**Texto**
>>>>>

Pinto da Costa: a chama de um dragão também se escreve

O jogo em que ficou com o nariz enfiado no casaco do senhor da frente e o tempo em que no Estádio do Lima havia invariavelmente uma claque a torcer pelo adversário. A “emboscada” que o fez chegar a presidente e a primeira final europeia. A noite em que acordou com um telefonema a anunciar uma desgraça e todas as alegrias que se seguiram. O mais recente livro assinado por Pinto da Costa conta a história do F. C. Porto e chega às bancas esta quinta-feira, 25 de novembro.

Estávamos em 1945, o ano da libertação de Auschwitz do jugo nazi, da morte de Hitler, dos bombardeamentos de Hiroshima e Nagasaki, do mais que ansiado fim da Segunda Guerra Mundial. Jorge era um catraio de oito anos, a perder-se de amores pelo F. C. Porto, quando assistiu ao primeiro jogo. Um encontro com o Sp. Braga, disputado no Campo da Constituição. Jorge, Jorge Nuno, e o irmão, José Eduardo, foram para o peão, a zona onde se assistia aos jogos de pé. O catraio não cabia nele de entusiasmo. Como chegaram cedo, tinham uma visão ampla para todo o campo. Só que, à medida que a hora do jogo se aproximava, a perspetiva de assistir à partida com vista privilegiada foi por água abaixo. A clareira deu lugar a uma multidão robusta e o rapaz acabou com o nariz colado ao casaco do senhor da frente, limitado a ver a bola a passar unicamente quando havia cantos ou chutões para o ar. Ainda se quis embora, mas o irmão não acedeu. Ou a inusitada história de como a primeira experiência de Jorge, Jorge Nuno Pinto da Costa, num jogo do F. C. Porto, foi afinal pouco mais do que “traumática”. Este e muitos outros episódios estão contados no mais recente livro do presidente portista, “A chama do nosso dragão”, que chega às livrarias esta quinta-feira, 25 de novembro.

Um livro em que as vivências do dirigente azul e branco, presidente há quase 40 anos, se cruzam com a história dos momentos altos do clube. “A ideia foi criar um livro absolutamente inédito no contexto internacional, em que é a figura mais importante do clube a contar a história desse mesmo clube”, partilha Rui Couceiro, editor da Contraponto e mentor da publicação deste livro, como assume o próprio Pinto da Costa. “A ideia nasceu porque o Rui [Couceiro] viu uma entrevista que dei ao Porto Canal, no meio do estádio, em que contei umas quantas histórias da evolução do F. C. Porto, e achou que seria interessante pôr isso em livro”, conta o dirigente portista à “Notícias Magazine”. Na premissa de os adeptos serem o interlocutor por excelência. “A base do F. C. Porto tem de ser sempre constituída pelos adeptos, os sócios. Já quando em 1982 me candidatei, o slogan era o de devolver o clube aos sócios. Porque tudo se passava e eu como associado nada sabia.”

<<<<<

**Exercício proposto A**
Reproduza o trecho do texto sobre o livro de Pinto da Costa que começa em "Pinto da Costa: a" e segue até "bancas esta quinta-feira, 25 de novembro.".

**Linhas de dados**

>>>>>

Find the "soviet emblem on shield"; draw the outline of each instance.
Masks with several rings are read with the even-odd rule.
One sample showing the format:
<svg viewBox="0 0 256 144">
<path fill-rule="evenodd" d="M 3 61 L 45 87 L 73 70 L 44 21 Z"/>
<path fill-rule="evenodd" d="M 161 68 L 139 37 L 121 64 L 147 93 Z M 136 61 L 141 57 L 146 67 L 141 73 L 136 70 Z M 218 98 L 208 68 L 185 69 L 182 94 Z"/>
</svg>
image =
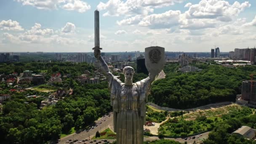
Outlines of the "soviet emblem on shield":
<svg viewBox="0 0 256 144">
<path fill-rule="evenodd" d="M 158 63 L 161 59 L 161 52 L 157 49 L 154 49 L 149 52 L 149 59 L 152 63 Z"/>
</svg>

<<<<<

**Exercício proposto B**
Que linhas contêm a palavra "soviet"? Copie cada uma delas por inteiro.

**Resolução da tarefa A**
Pinto da Costa: a chama de um dragão também se escreve

O jogo em que ficou com o nariz enfiado no casaco do senhor da frente e o tempo em que no Estádio do Lima havia invariavelmente uma claque a torcer pelo adversário. A “emboscada” que o fez chegar a presidente e a primeira final europeia. A noite em que acordou com um telefonema a anunciar uma desgraça e todas as alegrias que se seguiram. O mais recente livro assinado por Pinto da Costa conta a história do F. C. Porto e chega às bancas esta quinta-feira, 25 de novembro.

**Resolução da tarefa B**
Find the "soviet emblem on shield"; draw the outline of each instance.
Outlines of the "soviet emblem on shield":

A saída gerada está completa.